_Saved entries_
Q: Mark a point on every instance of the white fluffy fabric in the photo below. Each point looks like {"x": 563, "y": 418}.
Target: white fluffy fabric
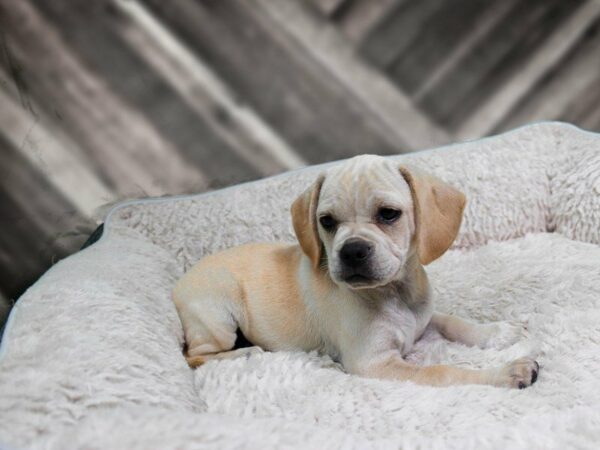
{"x": 92, "y": 354}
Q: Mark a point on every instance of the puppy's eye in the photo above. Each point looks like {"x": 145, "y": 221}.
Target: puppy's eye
{"x": 328, "y": 222}
{"x": 388, "y": 215}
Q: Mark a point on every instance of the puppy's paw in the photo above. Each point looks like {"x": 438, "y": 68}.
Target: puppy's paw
{"x": 500, "y": 335}
{"x": 520, "y": 373}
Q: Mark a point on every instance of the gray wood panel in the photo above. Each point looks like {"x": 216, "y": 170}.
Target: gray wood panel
{"x": 40, "y": 225}
{"x": 89, "y": 28}
{"x": 286, "y": 86}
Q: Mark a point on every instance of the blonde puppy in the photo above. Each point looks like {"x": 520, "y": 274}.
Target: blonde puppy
{"x": 354, "y": 288}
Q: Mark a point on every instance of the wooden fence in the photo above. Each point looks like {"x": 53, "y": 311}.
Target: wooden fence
{"x": 108, "y": 99}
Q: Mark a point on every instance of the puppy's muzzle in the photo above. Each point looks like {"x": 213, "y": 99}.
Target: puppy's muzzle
{"x": 355, "y": 256}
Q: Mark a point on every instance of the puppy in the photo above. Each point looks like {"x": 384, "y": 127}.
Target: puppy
{"x": 353, "y": 288}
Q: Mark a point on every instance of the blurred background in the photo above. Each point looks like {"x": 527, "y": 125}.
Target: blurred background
{"x": 106, "y": 100}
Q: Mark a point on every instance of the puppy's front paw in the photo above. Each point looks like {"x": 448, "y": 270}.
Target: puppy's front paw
{"x": 500, "y": 335}
{"x": 519, "y": 374}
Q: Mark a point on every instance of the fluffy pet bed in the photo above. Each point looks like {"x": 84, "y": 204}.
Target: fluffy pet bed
{"x": 92, "y": 355}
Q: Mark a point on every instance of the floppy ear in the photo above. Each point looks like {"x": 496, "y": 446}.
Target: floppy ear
{"x": 438, "y": 213}
{"x": 304, "y": 219}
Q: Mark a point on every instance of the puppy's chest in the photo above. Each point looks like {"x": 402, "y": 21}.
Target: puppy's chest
{"x": 404, "y": 324}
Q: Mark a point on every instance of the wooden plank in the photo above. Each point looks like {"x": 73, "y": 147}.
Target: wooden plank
{"x": 280, "y": 80}
{"x": 60, "y": 162}
{"x": 90, "y": 31}
{"x": 440, "y": 34}
{"x": 490, "y": 18}
{"x": 133, "y": 158}
{"x": 39, "y": 225}
{"x": 559, "y": 93}
{"x": 405, "y": 124}
{"x": 329, "y": 7}
{"x": 245, "y": 132}
{"x": 362, "y": 15}
{"x": 495, "y": 59}
{"x": 483, "y": 120}
{"x": 397, "y": 31}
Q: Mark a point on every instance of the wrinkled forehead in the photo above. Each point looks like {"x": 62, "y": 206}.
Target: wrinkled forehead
{"x": 362, "y": 181}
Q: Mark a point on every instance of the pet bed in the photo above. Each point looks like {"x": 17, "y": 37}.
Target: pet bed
{"x": 92, "y": 354}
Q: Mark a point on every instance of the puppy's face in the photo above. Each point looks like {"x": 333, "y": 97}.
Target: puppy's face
{"x": 365, "y": 220}
{"x": 366, "y": 217}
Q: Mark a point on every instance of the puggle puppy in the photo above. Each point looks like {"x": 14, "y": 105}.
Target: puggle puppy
{"x": 354, "y": 288}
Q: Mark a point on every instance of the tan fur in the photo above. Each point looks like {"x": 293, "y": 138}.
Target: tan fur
{"x": 295, "y": 297}
{"x": 439, "y": 209}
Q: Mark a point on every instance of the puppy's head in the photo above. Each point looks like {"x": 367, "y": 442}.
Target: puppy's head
{"x": 365, "y": 218}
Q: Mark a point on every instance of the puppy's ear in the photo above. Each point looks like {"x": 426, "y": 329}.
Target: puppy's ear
{"x": 438, "y": 213}
{"x": 304, "y": 219}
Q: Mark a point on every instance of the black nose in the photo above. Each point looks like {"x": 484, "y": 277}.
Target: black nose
{"x": 355, "y": 252}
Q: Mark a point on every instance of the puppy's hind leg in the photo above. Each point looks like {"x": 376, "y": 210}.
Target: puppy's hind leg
{"x": 210, "y": 309}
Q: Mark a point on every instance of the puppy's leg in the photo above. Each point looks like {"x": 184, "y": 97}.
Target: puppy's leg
{"x": 496, "y": 334}
{"x": 195, "y": 361}
{"x": 518, "y": 374}
{"x": 210, "y": 310}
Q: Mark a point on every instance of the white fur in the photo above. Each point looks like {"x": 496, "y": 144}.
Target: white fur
{"x": 92, "y": 357}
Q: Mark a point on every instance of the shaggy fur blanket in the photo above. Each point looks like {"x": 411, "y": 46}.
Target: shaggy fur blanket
{"x": 92, "y": 354}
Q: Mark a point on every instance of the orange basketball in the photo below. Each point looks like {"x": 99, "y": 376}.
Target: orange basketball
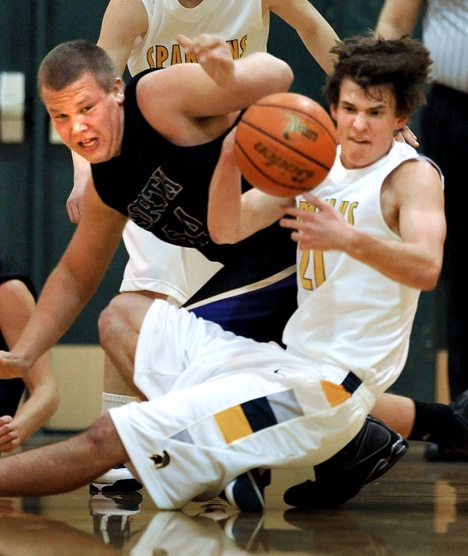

_Problem to solve_
The lines you need are those with the word "below"; list them from the entries.

_Answer section_
Q: Mark a point on every instance of the white fluffy fabric in the photo below. Each point looks like {"x": 563, "y": 418}.
Q: Mark a point on every instance of the orange basketball in the photo below. Each point looks like {"x": 99, "y": 376}.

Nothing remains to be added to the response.